» **Work required**
In the rows below, copy out word for word everything from the line containing "Draw the outline" down to the end of the rows. Leave any pictures out of your answer.

» **Data shown**
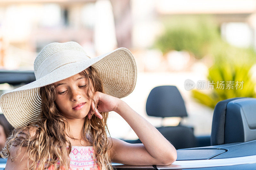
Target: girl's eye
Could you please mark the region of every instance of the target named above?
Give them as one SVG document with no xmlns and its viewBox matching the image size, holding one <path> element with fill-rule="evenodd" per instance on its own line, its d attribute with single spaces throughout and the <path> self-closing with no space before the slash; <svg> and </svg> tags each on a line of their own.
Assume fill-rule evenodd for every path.
<svg viewBox="0 0 256 170">
<path fill-rule="evenodd" d="M 64 93 L 65 92 L 66 92 L 66 91 L 67 91 L 67 90 L 66 90 L 66 91 L 64 91 L 64 92 L 59 92 L 59 93 L 58 93 L 60 94 L 63 94 L 63 93 Z"/>
<path fill-rule="evenodd" d="M 81 86 L 79 86 L 79 87 L 81 87 L 82 88 L 84 88 L 84 87 L 86 87 L 87 86 L 87 85 L 81 85 Z"/>
</svg>

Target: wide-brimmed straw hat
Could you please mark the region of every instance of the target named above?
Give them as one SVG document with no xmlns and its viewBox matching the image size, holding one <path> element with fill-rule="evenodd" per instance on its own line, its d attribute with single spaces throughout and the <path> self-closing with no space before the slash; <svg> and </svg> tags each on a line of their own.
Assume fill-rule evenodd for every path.
<svg viewBox="0 0 256 170">
<path fill-rule="evenodd" d="M 38 120 L 41 110 L 40 87 L 70 77 L 90 66 L 99 73 L 106 93 L 120 98 L 134 89 L 137 68 L 128 49 L 119 48 L 91 58 L 77 42 L 53 42 L 45 47 L 35 60 L 36 80 L 0 97 L 6 119 L 15 128 Z"/>
</svg>

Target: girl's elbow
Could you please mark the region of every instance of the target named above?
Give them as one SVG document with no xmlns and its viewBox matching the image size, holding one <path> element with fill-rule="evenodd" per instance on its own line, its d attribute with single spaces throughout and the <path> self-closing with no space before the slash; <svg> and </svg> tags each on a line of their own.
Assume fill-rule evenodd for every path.
<svg viewBox="0 0 256 170">
<path fill-rule="evenodd" d="M 164 162 L 164 165 L 171 165 L 177 159 L 177 152 L 176 150 L 172 152 L 171 154 L 169 154 L 169 159 L 165 159 L 165 162 Z"/>
</svg>

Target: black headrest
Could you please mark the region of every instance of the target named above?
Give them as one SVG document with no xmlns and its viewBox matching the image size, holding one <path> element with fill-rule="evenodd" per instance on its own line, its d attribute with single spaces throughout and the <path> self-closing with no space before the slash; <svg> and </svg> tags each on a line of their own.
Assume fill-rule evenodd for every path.
<svg viewBox="0 0 256 170">
<path fill-rule="evenodd" d="M 172 85 L 152 89 L 148 97 L 146 111 L 149 116 L 162 117 L 188 116 L 184 100 L 177 88 Z"/>
<path fill-rule="evenodd" d="M 256 98 L 236 98 L 221 101 L 214 108 L 211 145 L 256 139 Z"/>
</svg>

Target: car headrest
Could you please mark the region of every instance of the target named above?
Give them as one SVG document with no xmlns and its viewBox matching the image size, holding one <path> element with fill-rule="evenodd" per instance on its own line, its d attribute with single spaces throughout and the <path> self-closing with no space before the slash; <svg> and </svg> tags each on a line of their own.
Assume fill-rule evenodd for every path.
<svg viewBox="0 0 256 170">
<path fill-rule="evenodd" d="M 211 145 L 256 139 L 256 98 L 235 98 L 214 108 Z"/>
<path fill-rule="evenodd" d="M 160 117 L 187 116 L 184 100 L 175 86 L 163 85 L 152 89 L 146 103 L 149 116 Z"/>
</svg>

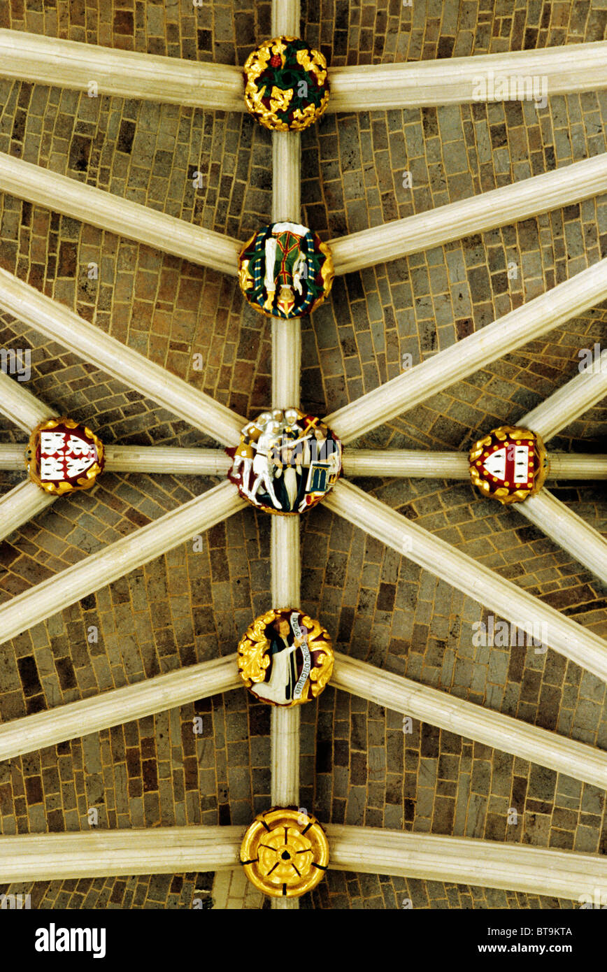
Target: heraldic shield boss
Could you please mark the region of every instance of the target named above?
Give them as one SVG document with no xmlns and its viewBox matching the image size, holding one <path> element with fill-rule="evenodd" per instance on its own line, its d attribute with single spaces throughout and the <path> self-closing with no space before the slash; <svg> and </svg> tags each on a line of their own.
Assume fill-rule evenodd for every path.
<svg viewBox="0 0 607 972">
<path fill-rule="evenodd" d="M 47 493 L 89 489 L 103 470 L 103 443 L 73 419 L 49 419 L 33 430 L 25 463 L 30 479 Z"/>
<path fill-rule="evenodd" d="M 267 513 L 295 516 L 319 503 L 341 472 L 341 443 L 329 427 L 299 408 L 262 412 L 227 449 L 229 478 Z"/>
<path fill-rule="evenodd" d="M 541 437 L 528 429 L 500 426 L 470 450 L 470 478 L 484 496 L 521 503 L 539 492 L 549 463 Z"/>
<path fill-rule="evenodd" d="M 244 100 L 271 131 L 301 131 L 313 124 L 329 101 L 327 61 L 296 37 L 274 37 L 244 64 Z"/>
<path fill-rule="evenodd" d="M 311 314 L 329 295 L 333 278 L 329 246 L 299 223 L 262 226 L 238 260 L 240 290 L 251 306 L 283 320 Z"/>
<path fill-rule="evenodd" d="M 301 610 L 272 608 L 238 643 L 238 672 L 261 702 L 291 708 L 315 699 L 333 673 L 331 636 Z"/>
</svg>

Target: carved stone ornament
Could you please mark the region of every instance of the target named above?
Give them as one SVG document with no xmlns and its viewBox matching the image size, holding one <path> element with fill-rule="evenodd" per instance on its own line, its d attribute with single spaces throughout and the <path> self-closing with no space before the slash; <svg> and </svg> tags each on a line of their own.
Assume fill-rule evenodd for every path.
<svg viewBox="0 0 607 972">
<path fill-rule="evenodd" d="M 297 898 L 322 881 L 329 865 L 329 842 L 315 816 L 275 808 L 258 814 L 247 828 L 240 863 L 264 894 Z"/>
<path fill-rule="evenodd" d="M 315 699 L 333 674 L 331 636 L 297 608 L 272 608 L 238 643 L 238 672 L 261 702 L 290 708 Z"/>
<path fill-rule="evenodd" d="M 47 493 L 90 489 L 103 470 L 103 443 L 73 419 L 48 419 L 32 432 L 25 463 L 30 479 Z"/>
<path fill-rule="evenodd" d="M 272 131 L 307 128 L 329 101 L 327 61 L 296 37 L 260 44 L 246 59 L 244 79 L 248 111 Z"/>
<path fill-rule="evenodd" d="M 263 412 L 242 430 L 229 478 L 254 506 L 295 516 L 319 503 L 341 472 L 341 443 L 299 408 Z"/>
<path fill-rule="evenodd" d="M 470 450 L 470 477 L 484 496 L 521 503 L 539 492 L 548 474 L 546 447 L 528 429 L 500 426 Z"/>
<path fill-rule="evenodd" d="M 329 246 L 299 223 L 262 226 L 240 252 L 240 290 L 268 317 L 311 314 L 329 295 L 333 278 Z"/>
</svg>

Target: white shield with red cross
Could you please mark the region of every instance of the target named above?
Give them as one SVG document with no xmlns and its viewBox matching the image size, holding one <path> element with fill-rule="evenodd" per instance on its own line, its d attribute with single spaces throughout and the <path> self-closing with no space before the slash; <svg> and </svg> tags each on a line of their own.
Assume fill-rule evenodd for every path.
<svg viewBox="0 0 607 972">
<path fill-rule="evenodd" d="M 495 482 L 510 487 L 533 486 L 534 444 L 533 441 L 507 442 L 495 445 L 483 459 L 482 469 Z"/>
<path fill-rule="evenodd" d="M 30 438 L 30 475 L 50 492 L 92 486 L 103 469 L 103 445 L 71 419 L 41 424 Z"/>
</svg>

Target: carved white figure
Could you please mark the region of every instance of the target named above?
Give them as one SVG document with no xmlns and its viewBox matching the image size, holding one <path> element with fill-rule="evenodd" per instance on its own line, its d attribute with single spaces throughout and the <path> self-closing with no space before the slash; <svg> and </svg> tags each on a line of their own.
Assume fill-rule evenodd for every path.
<svg viewBox="0 0 607 972">
<path fill-rule="evenodd" d="M 253 500 L 257 496 L 257 491 L 260 486 L 263 486 L 265 491 L 269 496 L 274 508 L 280 509 L 280 503 L 274 493 L 274 487 L 272 484 L 272 468 L 273 463 L 270 459 L 270 451 L 272 447 L 276 444 L 276 436 L 280 432 L 280 423 L 272 421 L 268 422 L 266 429 L 260 435 L 257 442 L 257 451 L 255 453 L 255 459 L 253 460 L 253 474 L 256 476 L 251 489 L 249 490 L 249 496 Z"/>
</svg>

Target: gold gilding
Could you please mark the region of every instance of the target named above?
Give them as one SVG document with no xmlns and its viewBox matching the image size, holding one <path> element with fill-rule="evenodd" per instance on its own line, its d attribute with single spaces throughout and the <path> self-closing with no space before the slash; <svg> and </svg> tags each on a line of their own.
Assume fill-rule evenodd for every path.
<svg viewBox="0 0 607 972">
<path fill-rule="evenodd" d="M 322 881 L 329 865 L 329 842 L 311 814 L 274 808 L 259 814 L 247 828 L 240 863 L 264 894 L 296 898 Z"/>
<path fill-rule="evenodd" d="M 510 443 L 516 444 L 521 440 L 532 441 L 534 445 L 534 471 L 530 480 L 520 485 L 509 480 L 500 481 L 498 477 L 491 475 L 484 469 L 484 461 L 495 445 L 504 443 L 508 446 Z M 490 432 L 488 435 L 484 435 L 475 442 L 470 450 L 469 464 L 473 485 L 480 489 L 484 496 L 491 497 L 505 505 L 512 503 L 522 503 L 528 496 L 539 493 L 550 470 L 546 446 L 541 436 L 537 433 L 530 432 L 529 429 L 516 426 L 500 426 Z"/>
</svg>

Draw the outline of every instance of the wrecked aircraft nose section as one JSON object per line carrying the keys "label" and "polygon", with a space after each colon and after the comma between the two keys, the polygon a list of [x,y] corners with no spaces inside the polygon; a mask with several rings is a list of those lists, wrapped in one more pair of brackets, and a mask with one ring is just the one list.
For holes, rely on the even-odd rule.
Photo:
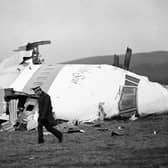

» **Response to the exercise**
Draw the outline of every instance of the wrecked aircraft nose section as one JSON object per line carrying the keys "label" and "polygon", with a space after each colon and after the comma between the two keys, the polygon a list of [x,y] corners with no spaces inside the polygon; a mask with several rings is a list of those lists, wrapped in one more pair of brackets, and a mask with one ring is just the one list.
For holes, rely on the even-odd rule.
Photo:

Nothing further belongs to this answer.